(Source records)

————————

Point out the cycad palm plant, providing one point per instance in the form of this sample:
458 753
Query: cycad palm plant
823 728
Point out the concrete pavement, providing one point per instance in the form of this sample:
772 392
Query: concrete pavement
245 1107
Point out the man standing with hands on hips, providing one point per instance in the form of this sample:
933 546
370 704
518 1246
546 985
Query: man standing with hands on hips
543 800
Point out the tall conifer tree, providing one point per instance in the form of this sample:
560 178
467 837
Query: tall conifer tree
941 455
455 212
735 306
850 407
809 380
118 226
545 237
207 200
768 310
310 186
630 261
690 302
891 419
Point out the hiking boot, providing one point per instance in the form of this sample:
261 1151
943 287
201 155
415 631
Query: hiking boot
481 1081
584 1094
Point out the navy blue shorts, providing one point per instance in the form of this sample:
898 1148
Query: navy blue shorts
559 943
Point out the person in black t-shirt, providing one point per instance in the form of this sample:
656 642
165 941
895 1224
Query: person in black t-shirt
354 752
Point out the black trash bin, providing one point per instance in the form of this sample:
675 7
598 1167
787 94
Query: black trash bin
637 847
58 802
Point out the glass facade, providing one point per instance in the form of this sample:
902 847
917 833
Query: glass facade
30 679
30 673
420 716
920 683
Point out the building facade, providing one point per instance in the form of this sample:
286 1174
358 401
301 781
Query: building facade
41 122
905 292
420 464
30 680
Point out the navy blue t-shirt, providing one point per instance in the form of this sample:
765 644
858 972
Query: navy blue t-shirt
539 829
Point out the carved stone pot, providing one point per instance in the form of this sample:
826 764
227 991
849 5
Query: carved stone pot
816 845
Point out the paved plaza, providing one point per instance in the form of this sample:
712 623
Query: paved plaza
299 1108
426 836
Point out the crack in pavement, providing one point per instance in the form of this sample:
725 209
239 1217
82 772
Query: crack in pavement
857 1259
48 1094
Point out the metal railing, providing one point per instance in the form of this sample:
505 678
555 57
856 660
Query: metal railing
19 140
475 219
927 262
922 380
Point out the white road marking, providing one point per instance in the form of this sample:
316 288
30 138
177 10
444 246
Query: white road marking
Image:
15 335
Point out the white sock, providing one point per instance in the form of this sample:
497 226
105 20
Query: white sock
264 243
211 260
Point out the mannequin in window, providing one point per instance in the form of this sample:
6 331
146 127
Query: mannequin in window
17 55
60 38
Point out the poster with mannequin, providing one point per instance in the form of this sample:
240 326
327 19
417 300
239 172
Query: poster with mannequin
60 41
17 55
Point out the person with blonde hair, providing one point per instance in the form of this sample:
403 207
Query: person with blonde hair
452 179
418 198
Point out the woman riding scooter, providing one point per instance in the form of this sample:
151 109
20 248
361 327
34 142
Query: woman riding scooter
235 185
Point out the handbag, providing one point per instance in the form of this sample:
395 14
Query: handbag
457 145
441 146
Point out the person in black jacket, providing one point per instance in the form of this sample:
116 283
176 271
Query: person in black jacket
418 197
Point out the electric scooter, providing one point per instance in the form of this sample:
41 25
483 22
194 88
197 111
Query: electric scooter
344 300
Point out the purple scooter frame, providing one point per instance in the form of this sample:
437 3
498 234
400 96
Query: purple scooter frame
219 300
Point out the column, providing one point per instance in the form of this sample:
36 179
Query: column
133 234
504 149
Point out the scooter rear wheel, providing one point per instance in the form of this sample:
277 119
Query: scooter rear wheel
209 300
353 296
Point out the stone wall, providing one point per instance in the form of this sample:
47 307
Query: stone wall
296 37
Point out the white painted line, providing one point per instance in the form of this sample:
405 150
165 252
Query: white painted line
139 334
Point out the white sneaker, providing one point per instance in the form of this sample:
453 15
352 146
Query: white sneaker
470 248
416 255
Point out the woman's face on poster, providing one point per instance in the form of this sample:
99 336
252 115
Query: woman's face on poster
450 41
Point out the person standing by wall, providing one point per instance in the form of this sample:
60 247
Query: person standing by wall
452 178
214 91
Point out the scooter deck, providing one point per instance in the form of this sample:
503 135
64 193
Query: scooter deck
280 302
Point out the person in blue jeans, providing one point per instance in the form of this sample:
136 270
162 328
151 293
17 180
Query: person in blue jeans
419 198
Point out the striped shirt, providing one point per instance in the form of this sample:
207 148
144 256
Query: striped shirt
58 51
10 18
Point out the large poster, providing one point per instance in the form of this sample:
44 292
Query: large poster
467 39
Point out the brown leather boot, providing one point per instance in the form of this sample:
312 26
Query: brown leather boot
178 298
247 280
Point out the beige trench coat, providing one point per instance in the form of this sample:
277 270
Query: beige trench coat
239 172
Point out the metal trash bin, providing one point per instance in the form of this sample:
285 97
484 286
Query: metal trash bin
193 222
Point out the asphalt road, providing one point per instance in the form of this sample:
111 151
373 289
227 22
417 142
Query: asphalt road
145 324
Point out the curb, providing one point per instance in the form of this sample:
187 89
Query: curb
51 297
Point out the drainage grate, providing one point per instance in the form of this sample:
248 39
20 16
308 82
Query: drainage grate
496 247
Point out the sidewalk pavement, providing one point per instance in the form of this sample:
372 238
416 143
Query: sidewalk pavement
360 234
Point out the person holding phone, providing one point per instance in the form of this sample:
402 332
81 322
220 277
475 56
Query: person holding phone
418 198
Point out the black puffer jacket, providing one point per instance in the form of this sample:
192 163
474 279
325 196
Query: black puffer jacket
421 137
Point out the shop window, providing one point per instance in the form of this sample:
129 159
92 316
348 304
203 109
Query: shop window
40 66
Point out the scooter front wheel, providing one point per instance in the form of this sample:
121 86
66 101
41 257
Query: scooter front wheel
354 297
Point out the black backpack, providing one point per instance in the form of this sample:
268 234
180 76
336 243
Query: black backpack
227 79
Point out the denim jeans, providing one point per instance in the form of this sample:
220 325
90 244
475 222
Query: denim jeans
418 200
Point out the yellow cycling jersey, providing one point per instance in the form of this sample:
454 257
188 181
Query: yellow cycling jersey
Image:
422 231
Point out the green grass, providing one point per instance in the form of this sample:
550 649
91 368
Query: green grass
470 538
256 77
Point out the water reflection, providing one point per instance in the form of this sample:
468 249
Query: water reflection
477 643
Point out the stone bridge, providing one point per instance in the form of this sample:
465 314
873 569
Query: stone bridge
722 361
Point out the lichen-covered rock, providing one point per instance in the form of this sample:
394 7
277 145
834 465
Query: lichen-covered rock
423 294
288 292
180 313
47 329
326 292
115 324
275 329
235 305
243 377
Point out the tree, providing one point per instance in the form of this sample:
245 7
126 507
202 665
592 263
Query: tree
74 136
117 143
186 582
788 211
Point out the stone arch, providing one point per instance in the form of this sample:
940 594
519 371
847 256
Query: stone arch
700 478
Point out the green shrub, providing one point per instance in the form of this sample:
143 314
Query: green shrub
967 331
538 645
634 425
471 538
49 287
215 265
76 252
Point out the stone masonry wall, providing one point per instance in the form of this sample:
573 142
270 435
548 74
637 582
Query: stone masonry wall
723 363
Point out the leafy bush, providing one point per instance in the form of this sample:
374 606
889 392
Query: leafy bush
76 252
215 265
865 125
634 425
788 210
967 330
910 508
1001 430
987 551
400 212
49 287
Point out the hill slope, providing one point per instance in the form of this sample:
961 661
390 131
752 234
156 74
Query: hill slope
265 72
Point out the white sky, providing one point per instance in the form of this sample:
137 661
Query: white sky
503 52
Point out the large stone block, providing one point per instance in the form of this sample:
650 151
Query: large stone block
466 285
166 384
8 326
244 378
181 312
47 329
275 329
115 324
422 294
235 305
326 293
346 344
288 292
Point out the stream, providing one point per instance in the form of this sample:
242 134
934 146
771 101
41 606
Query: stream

————————

THE PROBLEM
Answer with one number only: how many lines in the data contain the word "jersey"?

YOUR SOLUTION
2